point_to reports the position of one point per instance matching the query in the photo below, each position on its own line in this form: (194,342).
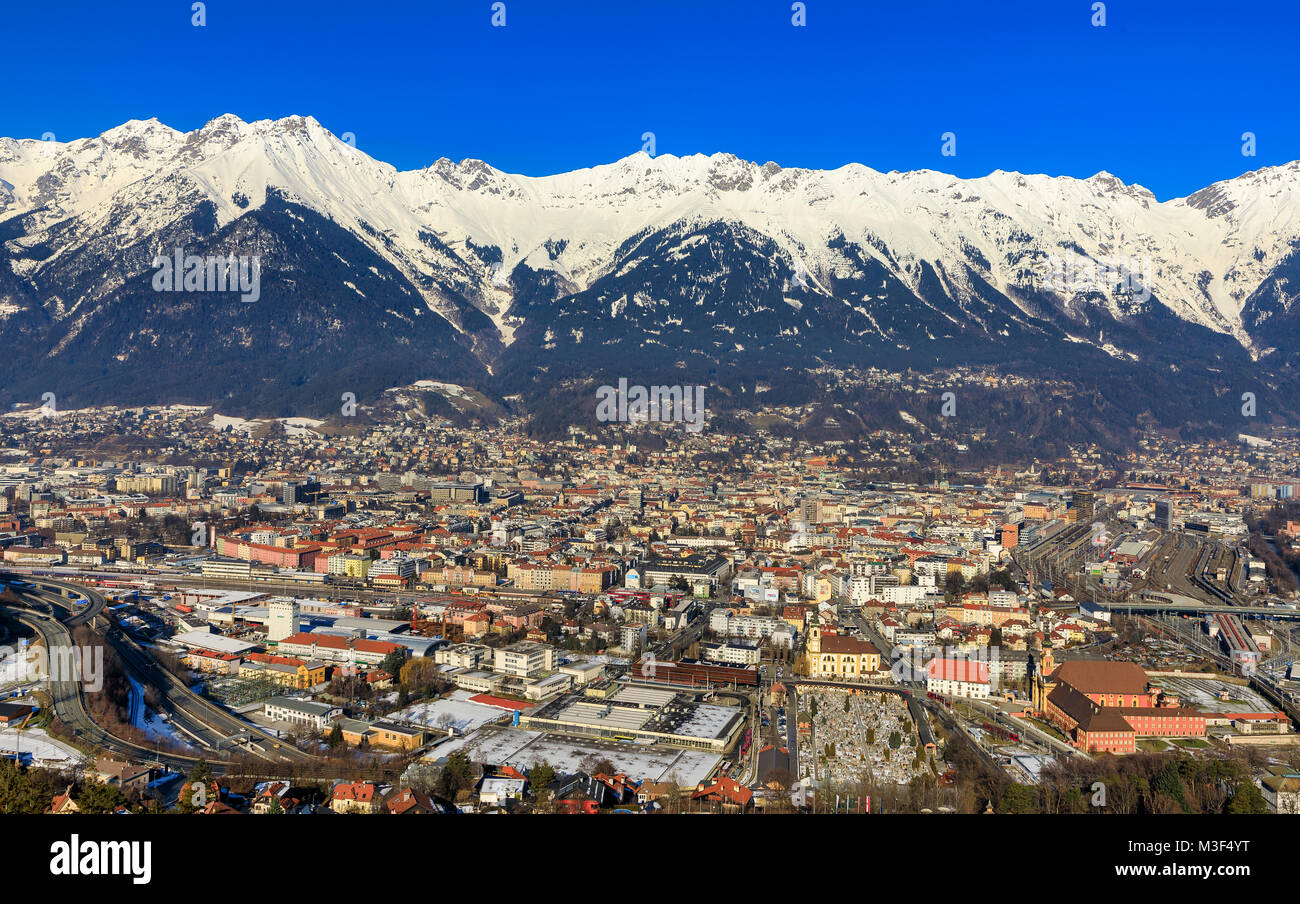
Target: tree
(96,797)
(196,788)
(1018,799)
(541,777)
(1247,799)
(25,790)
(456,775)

...

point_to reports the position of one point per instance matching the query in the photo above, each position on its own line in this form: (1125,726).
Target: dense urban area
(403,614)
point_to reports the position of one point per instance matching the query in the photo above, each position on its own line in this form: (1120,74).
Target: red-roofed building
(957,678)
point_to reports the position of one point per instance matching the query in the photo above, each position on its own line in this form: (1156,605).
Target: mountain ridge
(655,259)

# WHAT TO PRODUCE:
Write out each line of the data that holds the string "above".

# YOUR RESPONSE:
point_to reports the position of one point per instance matching the query in the photo above, each position on its own line in this form: (1125,726).
point_to reports the position of one point per instance matching the query in the photo above, each position on its own line in this form: (1120,74).
point_to reports the position of one point per instance matching the query in the photo above, each position on its own line in this form: (1156,605).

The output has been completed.